----- Data rows

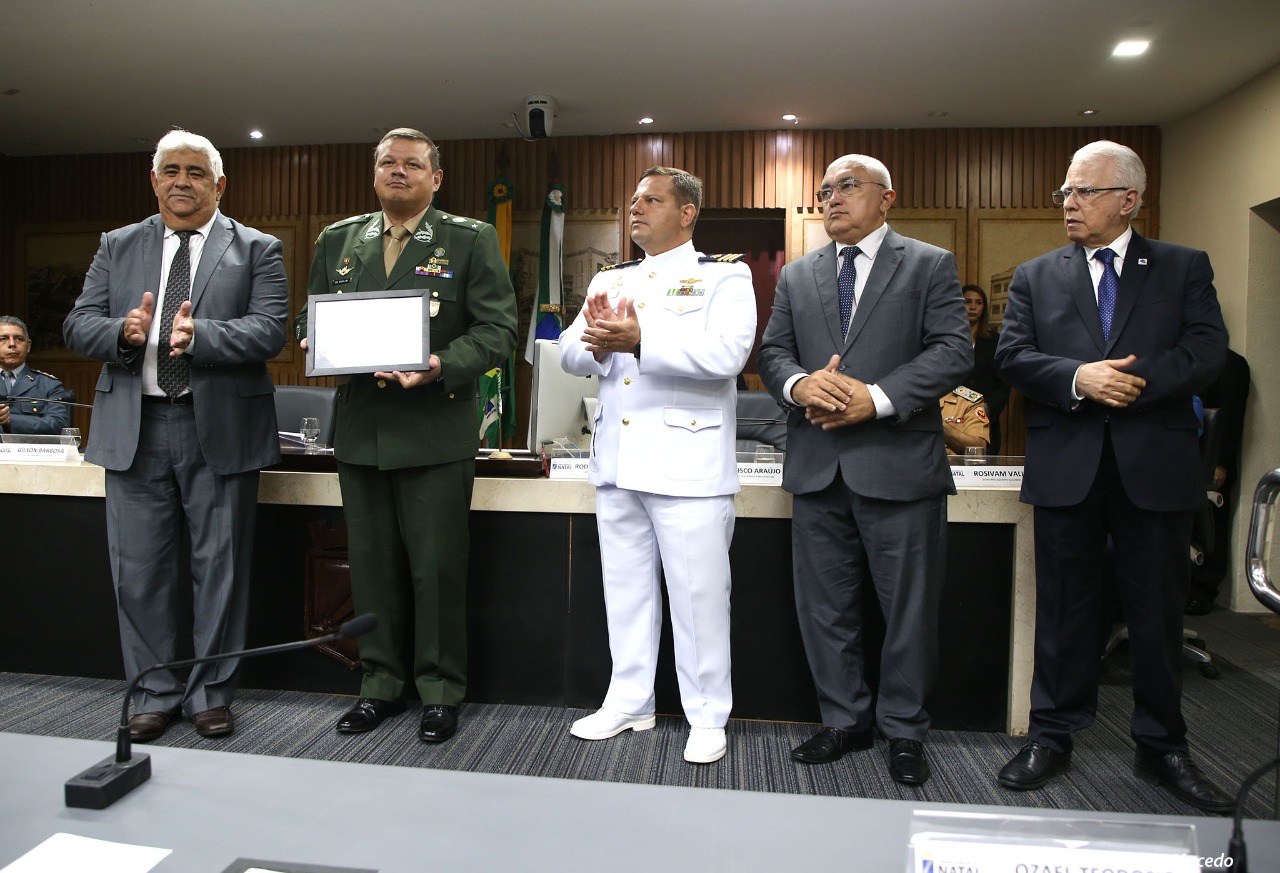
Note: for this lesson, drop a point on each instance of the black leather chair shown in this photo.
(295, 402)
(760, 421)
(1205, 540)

----------
----- Data rows

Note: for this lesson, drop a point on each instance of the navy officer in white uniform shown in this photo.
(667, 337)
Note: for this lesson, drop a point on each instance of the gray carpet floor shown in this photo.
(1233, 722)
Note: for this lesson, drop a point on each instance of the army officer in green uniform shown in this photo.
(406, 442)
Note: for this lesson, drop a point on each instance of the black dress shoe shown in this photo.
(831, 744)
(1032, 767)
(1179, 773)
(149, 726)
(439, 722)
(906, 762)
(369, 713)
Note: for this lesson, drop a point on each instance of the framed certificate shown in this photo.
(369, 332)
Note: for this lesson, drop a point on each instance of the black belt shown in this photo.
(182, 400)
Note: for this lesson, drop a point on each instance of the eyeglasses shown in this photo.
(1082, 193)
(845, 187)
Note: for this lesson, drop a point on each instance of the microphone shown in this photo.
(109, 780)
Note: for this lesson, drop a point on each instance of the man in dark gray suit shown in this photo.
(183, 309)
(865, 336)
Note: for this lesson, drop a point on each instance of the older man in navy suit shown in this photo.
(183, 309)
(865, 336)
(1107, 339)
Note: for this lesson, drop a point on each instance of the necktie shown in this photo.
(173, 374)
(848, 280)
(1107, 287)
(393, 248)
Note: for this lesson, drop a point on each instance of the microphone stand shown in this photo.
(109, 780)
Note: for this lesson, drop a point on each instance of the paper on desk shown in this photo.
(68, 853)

----------

Extract every line of the listing above that contains the word "microphone".

Note: for this lesson, drop a point on each instance of the microphone shown in this photo.
Note: for this lesson, drop a point on each instance of the microphone stand shown in this photo.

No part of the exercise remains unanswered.